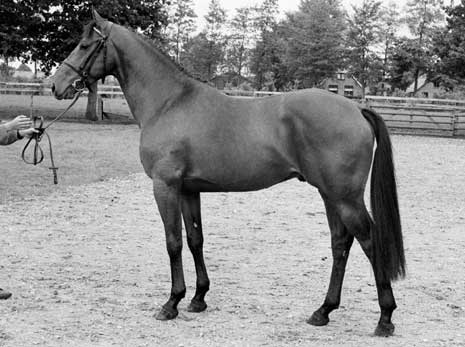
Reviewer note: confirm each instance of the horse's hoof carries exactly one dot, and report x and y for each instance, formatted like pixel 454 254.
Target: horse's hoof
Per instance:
pixel 317 319
pixel 197 306
pixel 384 329
pixel 166 313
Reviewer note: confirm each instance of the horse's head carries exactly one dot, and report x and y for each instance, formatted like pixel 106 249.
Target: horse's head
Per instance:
pixel 87 63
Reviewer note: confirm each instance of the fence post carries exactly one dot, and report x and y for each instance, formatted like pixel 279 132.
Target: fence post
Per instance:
pixel 455 122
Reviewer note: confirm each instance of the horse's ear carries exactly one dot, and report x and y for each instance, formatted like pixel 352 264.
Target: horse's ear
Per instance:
pixel 98 19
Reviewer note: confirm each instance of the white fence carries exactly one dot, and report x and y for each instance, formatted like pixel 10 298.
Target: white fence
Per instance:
pixel 406 115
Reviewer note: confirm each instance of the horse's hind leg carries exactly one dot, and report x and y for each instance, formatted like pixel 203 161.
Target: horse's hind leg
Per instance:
pixel 190 205
pixel 341 241
pixel 358 222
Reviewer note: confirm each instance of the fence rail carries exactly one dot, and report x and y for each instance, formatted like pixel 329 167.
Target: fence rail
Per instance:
pixel 404 115
pixel 424 116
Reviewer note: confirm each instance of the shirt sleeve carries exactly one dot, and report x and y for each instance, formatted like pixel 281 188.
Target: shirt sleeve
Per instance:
pixel 7 137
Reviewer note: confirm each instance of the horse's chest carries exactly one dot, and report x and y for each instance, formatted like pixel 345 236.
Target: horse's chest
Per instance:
pixel 163 156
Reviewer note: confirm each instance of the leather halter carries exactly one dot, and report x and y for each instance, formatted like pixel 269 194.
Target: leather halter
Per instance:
pixel 84 69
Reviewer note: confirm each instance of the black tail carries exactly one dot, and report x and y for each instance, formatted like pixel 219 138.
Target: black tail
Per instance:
pixel 388 249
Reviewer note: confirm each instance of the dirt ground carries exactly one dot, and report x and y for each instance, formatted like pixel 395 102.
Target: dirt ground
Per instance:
pixel 88 266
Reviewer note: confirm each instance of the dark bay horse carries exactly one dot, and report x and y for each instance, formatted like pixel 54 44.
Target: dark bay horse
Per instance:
pixel 195 139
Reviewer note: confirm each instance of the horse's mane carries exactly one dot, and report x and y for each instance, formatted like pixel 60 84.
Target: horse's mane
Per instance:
pixel 153 44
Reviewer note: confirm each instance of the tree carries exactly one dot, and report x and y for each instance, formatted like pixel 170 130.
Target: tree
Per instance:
pixel 423 18
pixel 202 57
pixel 205 52
pixel 15 16
pixel 57 27
pixel 449 47
pixel 263 57
pixel 239 40
pixel 61 24
pixel 390 21
pixel 315 41
pixel 181 25
pixel 404 60
pixel 363 35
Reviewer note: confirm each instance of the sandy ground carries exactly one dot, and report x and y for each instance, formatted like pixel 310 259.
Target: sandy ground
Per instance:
pixel 88 266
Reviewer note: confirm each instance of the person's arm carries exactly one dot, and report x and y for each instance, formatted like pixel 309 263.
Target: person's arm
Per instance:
pixel 7 136
pixel 15 129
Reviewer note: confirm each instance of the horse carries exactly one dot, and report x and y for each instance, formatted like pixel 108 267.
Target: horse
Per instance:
pixel 195 139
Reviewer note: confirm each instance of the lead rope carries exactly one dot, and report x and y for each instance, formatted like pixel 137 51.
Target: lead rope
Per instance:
pixel 38 153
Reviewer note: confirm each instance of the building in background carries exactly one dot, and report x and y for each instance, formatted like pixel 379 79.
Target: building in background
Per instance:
pixel 343 84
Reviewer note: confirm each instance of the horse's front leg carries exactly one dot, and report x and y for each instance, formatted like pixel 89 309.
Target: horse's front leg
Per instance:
pixel 192 220
pixel 168 201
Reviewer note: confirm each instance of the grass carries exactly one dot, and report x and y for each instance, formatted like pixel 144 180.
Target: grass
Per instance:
pixel 49 107
pixel 84 153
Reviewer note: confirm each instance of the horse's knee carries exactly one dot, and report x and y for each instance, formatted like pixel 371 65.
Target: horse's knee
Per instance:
pixel 174 247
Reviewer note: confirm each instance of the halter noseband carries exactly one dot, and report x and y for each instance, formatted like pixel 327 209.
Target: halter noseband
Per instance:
pixel 84 69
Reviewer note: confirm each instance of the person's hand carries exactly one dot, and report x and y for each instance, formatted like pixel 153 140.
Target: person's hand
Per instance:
pixel 19 123
pixel 27 132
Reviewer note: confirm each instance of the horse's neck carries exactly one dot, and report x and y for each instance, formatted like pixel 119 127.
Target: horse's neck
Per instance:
pixel 149 80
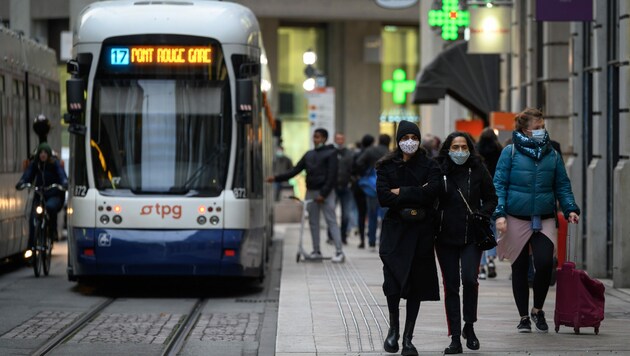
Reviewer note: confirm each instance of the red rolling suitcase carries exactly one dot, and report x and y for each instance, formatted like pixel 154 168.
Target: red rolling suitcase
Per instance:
pixel 579 298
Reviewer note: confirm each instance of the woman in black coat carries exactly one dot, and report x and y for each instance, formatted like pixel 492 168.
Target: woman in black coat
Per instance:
pixel 407 179
pixel 463 172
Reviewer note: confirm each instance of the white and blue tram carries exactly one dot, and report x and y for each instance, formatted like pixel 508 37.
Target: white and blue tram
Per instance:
pixel 29 86
pixel 170 142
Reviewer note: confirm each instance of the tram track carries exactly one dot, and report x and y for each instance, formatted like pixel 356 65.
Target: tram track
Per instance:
pixel 67 332
pixel 172 346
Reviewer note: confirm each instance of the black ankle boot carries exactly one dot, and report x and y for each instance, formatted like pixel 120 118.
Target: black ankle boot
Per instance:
pixel 391 342
pixel 408 348
pixel 471 339
pixel 455 347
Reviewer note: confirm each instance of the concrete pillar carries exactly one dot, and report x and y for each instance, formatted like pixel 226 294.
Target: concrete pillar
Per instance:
pixel 575 150
pixel 555 80
pixel 621 237
pixel 20 16
pixel 356 91
pixel 75 7
pixel 596 244
pixel 269 32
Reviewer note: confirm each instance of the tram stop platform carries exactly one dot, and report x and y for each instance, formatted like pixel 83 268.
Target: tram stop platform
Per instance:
pixel 331 309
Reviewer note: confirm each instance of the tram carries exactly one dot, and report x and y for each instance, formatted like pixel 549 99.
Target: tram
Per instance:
pixel 170 142
pixel 29 86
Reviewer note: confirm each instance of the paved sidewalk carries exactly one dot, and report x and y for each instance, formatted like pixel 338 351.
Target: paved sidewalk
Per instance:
pixel 339 309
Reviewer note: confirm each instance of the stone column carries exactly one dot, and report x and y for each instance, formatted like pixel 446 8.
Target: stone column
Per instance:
pixel 20 16
pixel 596 244
pixel 621 237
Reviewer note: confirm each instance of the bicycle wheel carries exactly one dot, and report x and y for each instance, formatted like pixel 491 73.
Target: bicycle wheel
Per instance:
pixel 47 250
pixel 37 251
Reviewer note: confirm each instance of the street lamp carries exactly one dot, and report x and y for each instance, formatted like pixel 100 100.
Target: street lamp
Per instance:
pixel 309 58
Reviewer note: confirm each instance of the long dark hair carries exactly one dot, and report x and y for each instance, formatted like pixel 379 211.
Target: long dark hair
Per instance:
pixel 444 159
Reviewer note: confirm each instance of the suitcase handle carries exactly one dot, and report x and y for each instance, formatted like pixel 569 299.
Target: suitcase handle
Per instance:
pixel 569 235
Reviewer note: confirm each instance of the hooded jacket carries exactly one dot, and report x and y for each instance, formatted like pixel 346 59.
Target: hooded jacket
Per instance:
pixel 529 182
pixel 321 169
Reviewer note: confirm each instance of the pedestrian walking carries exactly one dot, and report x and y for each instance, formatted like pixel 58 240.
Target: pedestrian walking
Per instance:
pixel 407 184
pixel 465 183
pixel 489 148
pixel 368 159
pixel 320 164
pixel 530 176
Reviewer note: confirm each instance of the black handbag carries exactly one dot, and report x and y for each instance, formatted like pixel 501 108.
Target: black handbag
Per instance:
pixel 481 228
pixel 409 214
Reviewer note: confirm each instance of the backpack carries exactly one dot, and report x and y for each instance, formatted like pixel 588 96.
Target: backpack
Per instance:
pixel 367 183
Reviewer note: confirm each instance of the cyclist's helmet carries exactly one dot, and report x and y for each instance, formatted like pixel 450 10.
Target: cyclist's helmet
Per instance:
pixel 41 125
pixel 44 147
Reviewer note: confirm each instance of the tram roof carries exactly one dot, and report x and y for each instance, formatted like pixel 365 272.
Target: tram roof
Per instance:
pixel 224 21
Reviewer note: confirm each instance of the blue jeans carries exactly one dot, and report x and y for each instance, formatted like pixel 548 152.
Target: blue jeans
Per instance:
pixel 53 206
pixel 345 198
pixel 372 215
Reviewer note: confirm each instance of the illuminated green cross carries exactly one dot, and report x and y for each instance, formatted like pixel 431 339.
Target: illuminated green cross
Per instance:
pixel 450 18
pixel 399 86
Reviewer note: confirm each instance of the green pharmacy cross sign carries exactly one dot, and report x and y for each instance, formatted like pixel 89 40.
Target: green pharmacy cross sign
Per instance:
pixel 399 86
pixel 450 18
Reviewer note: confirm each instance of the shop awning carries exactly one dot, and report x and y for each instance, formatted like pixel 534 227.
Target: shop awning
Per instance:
pixel 471 79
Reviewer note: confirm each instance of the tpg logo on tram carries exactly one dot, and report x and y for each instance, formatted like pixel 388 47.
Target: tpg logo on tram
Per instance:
pixel 175 211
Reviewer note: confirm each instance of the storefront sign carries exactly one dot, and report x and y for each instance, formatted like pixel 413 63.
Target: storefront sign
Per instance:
pixel 450 18
pixel 489 30
pixel 396 4
pixel 564 10
pixel 399 86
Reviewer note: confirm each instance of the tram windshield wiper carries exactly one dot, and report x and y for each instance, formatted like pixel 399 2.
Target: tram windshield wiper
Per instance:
pixel 198 173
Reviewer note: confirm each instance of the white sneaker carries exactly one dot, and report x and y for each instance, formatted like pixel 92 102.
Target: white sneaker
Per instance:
pixel 338 258
pixel 315 255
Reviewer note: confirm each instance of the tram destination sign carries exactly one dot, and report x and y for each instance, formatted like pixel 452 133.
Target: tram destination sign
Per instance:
pixel 159 55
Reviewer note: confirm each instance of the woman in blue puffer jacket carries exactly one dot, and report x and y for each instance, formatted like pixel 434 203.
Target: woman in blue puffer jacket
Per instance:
pixel 530 177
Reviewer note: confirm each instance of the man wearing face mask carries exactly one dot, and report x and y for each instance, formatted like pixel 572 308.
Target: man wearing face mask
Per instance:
pixel 464 176
pixel 529 178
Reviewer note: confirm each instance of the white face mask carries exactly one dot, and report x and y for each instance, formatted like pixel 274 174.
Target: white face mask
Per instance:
pixel 538 135
pixel 409 146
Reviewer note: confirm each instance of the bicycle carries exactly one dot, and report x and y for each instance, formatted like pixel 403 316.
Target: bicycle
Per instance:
pixel 42 238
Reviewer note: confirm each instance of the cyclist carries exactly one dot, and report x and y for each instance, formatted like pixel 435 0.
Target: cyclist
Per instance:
pixel 43 171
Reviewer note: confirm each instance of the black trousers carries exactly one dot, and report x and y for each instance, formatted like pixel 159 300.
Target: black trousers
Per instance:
pixel 456 261
pixel 542 251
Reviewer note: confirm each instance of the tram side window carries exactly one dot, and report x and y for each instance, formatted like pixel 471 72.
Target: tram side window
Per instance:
pixel 248 175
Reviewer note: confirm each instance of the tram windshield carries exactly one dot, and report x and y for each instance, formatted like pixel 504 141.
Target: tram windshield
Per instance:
pixel 158 136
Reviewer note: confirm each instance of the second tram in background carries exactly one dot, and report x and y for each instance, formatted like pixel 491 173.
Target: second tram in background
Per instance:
pixel 29 86
pixel 170 149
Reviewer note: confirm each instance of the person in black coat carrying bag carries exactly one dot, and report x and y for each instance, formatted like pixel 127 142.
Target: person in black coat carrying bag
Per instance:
pixel 407 183
pixel 464 177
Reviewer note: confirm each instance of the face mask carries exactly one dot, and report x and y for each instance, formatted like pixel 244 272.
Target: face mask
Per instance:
pixel 538 135
pixel 409 146
pixel 459 157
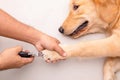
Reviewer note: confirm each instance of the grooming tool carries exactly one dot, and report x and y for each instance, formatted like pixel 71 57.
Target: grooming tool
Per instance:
pixel 30 54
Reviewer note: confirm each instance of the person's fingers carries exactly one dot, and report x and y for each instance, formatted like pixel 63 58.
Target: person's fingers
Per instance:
pixel 27 60
pixel 18 49
pixel 60 51
pixel 58 42
pixel 39 47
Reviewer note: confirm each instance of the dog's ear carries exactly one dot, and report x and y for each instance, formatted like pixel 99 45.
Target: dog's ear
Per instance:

--------------------------------------------------

_YOUR GOAL_.
Retype the part of the items that opens with the line containing "Reviewer note: confirm each instance of the black trousers" and closes with the line containing "pixel 542 251", both of those lines included, keeping every character as it stands.

_PROBLEM SOLUTION_.
Reviewer note: confirm each instance of the black trousers carries exactly one dot, and report x and y for each instance, formatted like pixel 159 300.
Target: black trousers
Per instance:
pixel 456 261
pixel 542 251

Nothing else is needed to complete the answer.